Copy from the entries below, word for word, the lines from the one containing "Where in the frame above is the arched" through the one containing "(107, 51), (136, 145)", with both of those lines included.

• • •

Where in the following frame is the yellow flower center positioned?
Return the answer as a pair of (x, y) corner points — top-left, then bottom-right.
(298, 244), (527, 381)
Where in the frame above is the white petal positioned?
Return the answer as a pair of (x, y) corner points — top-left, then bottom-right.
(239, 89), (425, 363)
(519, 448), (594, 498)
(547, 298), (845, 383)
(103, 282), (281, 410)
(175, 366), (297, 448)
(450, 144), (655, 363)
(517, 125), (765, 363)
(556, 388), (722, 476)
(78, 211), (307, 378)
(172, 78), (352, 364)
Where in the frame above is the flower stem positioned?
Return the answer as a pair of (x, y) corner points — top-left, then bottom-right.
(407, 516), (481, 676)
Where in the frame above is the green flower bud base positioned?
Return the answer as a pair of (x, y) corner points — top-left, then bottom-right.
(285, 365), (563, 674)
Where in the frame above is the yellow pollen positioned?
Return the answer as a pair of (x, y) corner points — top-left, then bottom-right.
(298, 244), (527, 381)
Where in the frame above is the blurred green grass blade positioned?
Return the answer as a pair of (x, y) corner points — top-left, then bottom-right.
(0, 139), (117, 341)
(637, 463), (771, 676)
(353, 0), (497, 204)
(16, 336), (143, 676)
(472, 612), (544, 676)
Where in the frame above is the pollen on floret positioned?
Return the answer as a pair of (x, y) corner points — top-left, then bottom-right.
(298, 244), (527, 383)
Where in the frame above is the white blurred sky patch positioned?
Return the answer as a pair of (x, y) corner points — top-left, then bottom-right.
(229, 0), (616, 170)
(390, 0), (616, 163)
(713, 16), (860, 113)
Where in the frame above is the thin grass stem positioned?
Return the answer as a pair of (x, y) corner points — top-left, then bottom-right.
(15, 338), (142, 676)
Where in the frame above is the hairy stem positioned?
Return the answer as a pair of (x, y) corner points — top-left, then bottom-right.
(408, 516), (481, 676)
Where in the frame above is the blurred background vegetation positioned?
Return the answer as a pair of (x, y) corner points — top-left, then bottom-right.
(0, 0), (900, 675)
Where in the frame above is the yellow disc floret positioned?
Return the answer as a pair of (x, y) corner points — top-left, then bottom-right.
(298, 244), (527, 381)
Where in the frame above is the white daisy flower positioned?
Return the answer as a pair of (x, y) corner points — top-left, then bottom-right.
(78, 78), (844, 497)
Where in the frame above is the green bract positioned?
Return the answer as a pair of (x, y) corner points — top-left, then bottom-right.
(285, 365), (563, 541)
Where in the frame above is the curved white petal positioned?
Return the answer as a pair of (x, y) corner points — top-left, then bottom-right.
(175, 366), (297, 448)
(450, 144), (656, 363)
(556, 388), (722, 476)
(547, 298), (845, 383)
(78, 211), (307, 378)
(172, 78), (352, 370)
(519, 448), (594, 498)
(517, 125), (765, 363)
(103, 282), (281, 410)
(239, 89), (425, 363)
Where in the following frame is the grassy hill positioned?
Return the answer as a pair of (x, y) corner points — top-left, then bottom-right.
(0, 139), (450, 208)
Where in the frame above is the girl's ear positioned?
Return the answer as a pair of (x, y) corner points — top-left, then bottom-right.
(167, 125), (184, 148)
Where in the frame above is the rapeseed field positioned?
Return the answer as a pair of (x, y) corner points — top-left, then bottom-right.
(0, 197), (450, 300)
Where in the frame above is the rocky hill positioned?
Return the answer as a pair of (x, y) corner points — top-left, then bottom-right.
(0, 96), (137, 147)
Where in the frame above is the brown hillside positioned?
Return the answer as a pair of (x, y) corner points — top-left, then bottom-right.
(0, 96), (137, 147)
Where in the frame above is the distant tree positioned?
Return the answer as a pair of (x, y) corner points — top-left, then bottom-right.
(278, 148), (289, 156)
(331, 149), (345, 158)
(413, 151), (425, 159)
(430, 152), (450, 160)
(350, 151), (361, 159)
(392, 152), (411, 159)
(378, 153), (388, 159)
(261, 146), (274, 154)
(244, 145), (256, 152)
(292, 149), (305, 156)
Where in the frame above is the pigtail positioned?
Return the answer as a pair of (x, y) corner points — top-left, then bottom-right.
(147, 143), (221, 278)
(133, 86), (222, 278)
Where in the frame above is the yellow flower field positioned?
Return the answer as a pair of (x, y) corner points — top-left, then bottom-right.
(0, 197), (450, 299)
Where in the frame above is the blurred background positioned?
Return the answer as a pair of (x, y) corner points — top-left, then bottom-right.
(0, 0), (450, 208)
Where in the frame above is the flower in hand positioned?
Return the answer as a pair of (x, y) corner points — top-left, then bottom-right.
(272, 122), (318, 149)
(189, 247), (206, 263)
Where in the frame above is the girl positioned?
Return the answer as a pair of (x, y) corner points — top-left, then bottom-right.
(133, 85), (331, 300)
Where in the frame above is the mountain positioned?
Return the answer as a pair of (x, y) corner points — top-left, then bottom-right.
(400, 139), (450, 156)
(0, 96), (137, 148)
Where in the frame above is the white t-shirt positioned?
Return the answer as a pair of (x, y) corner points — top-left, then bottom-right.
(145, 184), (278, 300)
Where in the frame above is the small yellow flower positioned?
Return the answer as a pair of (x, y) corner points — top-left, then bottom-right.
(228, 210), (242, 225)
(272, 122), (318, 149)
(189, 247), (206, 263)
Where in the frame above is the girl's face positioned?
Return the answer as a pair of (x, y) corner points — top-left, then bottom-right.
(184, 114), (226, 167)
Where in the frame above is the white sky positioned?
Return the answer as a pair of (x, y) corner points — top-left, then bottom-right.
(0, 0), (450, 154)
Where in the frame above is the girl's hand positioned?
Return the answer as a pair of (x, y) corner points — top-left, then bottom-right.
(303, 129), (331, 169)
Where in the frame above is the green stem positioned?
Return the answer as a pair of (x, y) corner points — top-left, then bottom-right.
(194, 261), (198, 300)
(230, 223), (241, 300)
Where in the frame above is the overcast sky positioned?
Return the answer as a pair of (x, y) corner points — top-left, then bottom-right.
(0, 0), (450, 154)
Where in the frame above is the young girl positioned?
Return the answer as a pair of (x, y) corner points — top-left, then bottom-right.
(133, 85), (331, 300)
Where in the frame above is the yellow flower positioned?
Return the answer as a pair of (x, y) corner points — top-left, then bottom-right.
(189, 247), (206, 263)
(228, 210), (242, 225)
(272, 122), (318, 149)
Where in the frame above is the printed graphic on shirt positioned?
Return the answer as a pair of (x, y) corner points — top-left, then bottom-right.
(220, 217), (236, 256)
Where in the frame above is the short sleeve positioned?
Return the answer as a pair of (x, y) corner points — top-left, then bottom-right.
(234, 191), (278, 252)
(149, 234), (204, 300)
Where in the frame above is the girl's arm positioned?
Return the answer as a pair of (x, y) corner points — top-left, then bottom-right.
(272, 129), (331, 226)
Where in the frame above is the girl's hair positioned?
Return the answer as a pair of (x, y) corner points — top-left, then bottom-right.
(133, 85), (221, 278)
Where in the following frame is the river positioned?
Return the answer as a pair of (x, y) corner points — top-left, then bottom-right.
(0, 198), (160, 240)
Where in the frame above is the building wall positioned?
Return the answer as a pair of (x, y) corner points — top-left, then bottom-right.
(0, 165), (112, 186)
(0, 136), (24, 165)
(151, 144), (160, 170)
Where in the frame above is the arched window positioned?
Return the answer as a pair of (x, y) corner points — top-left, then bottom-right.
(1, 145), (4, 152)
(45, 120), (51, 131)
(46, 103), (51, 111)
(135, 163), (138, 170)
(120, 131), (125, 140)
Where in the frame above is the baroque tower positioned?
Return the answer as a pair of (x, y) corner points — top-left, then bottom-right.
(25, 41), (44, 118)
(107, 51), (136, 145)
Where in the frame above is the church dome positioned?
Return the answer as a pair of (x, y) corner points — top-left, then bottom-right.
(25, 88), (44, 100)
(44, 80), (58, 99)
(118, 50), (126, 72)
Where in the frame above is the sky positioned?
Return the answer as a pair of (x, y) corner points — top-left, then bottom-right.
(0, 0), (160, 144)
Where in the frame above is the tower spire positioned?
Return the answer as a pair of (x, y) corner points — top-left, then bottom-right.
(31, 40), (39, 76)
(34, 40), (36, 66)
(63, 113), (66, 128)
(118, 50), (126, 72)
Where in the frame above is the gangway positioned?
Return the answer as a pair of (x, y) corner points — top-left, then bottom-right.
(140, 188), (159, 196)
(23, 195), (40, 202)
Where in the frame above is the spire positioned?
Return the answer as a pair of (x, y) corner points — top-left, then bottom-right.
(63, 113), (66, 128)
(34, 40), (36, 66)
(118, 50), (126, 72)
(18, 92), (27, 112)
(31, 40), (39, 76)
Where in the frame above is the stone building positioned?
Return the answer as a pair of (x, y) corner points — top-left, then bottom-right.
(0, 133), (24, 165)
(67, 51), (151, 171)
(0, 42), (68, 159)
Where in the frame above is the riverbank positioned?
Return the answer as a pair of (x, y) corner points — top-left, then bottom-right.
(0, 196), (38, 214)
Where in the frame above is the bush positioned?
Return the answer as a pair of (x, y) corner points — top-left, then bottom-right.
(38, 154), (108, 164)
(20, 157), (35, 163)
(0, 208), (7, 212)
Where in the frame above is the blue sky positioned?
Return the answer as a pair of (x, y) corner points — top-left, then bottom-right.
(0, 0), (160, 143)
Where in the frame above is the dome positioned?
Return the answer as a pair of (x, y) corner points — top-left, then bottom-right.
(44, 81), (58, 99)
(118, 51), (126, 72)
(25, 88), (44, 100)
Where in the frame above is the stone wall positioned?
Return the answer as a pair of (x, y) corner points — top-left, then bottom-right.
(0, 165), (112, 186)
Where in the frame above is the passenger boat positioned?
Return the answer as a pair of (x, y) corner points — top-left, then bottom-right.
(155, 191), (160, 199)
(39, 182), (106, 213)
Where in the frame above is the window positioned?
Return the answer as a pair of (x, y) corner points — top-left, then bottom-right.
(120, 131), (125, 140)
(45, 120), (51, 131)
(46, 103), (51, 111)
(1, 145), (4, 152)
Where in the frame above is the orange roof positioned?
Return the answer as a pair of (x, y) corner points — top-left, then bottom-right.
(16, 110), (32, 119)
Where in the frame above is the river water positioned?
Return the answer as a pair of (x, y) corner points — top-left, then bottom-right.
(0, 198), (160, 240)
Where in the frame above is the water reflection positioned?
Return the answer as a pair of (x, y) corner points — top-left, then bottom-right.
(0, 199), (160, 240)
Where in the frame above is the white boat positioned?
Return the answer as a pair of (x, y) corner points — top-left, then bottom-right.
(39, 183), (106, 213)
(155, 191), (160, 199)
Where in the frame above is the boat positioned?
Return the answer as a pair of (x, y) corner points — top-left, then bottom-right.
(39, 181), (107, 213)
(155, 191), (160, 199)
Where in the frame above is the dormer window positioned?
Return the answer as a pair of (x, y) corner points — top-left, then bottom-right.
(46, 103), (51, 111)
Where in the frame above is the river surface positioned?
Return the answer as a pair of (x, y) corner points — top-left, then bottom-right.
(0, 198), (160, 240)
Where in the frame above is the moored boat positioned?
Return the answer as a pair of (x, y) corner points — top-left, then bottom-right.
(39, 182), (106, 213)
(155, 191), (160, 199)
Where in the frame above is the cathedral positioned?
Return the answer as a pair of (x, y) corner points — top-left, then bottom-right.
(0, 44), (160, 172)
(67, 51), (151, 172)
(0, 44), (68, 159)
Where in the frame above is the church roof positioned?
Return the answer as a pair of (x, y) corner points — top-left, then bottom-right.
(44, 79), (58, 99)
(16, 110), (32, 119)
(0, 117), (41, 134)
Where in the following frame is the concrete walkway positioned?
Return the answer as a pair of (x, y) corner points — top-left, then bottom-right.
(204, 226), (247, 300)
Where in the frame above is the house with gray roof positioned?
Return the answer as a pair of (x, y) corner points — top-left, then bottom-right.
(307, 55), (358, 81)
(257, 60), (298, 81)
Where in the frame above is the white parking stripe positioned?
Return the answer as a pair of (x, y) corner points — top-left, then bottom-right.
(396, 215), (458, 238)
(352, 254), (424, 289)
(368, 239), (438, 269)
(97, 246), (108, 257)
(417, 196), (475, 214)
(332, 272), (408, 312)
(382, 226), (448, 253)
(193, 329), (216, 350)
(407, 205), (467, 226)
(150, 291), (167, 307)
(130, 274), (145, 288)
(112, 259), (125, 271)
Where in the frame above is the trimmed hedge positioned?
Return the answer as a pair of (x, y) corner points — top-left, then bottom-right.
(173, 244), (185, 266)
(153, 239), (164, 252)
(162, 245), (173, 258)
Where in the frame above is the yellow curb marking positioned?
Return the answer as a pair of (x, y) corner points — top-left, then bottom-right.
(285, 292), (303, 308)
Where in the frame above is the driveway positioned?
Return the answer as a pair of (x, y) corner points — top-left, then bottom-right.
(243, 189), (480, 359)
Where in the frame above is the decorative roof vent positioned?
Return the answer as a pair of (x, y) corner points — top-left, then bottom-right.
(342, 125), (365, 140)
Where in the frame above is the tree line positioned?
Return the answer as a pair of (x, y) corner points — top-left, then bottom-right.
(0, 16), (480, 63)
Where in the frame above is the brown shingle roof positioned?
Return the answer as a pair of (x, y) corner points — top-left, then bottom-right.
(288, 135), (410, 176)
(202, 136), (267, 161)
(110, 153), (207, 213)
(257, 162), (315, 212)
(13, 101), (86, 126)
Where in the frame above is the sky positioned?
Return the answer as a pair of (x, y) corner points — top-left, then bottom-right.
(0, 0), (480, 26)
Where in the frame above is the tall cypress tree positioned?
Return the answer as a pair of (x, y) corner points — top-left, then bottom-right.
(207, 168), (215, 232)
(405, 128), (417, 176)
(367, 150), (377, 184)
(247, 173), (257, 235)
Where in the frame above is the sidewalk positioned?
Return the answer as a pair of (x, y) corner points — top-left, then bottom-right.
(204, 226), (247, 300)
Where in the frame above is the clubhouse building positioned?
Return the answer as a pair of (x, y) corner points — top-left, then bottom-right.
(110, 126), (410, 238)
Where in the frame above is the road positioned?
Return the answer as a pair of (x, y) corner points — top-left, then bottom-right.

• • •

▸ **Full solution**
Where in the frame above is the arched window positioned?
Return the answer as a pair of (x, y) corner points — top-left, then bottom-right.
(1, 145), (4, 152)
(45, 120), (51, 131)
(46, 103), (51, 111)
(135, 163), (138, 170)
(120, 131), (125, 140)
Where in the frame above is the baroque tower positioned?
Return the answer as a pair of (x, y) corner points — top-left, then bottom-right.
(25, 41), (44, 118)
(107, 51), (136, 145)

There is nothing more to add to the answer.